Referring expression data:
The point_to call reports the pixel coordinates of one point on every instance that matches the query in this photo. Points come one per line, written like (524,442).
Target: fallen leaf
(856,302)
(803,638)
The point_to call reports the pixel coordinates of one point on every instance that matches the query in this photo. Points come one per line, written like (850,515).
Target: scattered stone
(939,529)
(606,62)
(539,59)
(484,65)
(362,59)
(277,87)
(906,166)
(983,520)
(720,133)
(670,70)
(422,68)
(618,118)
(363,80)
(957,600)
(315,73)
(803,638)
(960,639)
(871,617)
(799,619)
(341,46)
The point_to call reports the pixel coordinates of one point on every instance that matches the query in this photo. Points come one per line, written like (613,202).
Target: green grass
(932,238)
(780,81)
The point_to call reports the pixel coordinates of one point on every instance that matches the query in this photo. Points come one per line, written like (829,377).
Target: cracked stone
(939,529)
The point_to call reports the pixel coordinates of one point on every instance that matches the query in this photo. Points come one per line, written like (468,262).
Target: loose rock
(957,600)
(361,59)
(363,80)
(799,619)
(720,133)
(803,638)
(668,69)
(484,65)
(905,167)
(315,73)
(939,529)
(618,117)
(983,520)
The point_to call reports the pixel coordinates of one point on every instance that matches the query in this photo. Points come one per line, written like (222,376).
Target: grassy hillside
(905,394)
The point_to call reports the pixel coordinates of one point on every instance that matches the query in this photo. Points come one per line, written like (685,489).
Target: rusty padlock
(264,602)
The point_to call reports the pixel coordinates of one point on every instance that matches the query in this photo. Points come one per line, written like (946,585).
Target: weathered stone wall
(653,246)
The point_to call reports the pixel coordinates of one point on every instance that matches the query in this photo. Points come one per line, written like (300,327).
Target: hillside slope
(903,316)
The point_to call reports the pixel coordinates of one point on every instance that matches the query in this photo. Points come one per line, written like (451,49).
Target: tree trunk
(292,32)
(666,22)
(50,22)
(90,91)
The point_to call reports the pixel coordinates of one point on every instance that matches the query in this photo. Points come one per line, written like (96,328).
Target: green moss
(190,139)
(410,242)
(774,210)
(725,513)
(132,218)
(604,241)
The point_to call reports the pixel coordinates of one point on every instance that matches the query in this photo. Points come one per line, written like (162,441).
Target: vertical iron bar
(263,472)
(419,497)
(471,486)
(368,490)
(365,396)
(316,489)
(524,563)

Brief: The answer must be every line of the entries that includes the word "instance".

Answer:
The point_to call reports the pixel coordinates of one point on every instance that matches the query in this photo. Points come one per line, written like (524,442).
The point_to call reports the pixel coordinates of one point on every instance that matches the query in this photo. Points come one per line, written like (850,515).
The point_to call reports the pixel coordinates of one point on every instance that matches the query in this photo. Points come one per line, written like (613,202).
The point_to call reports the pixel coordinates of one point on every instance that matches the query in this photo. Points come one per line, written like (829,377).
The point_to call reports the pixel coordinates of one point on every instance that matches the query in this photo. Points come one per line, written like (468,262).
The point_to call reports the pixel coordinates of one point on every instance that matches the query in this photo. Points come one per line, written like (222,376).
The point_to call reports the pixel coordinates of one point on every instance that matches the query in this photo. Points come one per line, written like (685,489).
The point_to call reports the pixel coordinates of one point on every instance that matches the query in this photo. Points come one per line, written like (946,585).
The point_to call reports the pixel coordinates of one point on every instance that matches the query in this photo. Points come one per line, written like (300,327).
The point_to call reports the pixel coordinates of one point on every instance that matches the query in this photo. Points come one per line, written like (451,49).
The point_to call reports the pixel coordinates of one point on every instance that matches the query in this photo. Points come one per line, written like (96,328).
The point_to call reports the pixel coordinates of one point on every instance that matches the query in this photo. Points come one per line, written like (162,441).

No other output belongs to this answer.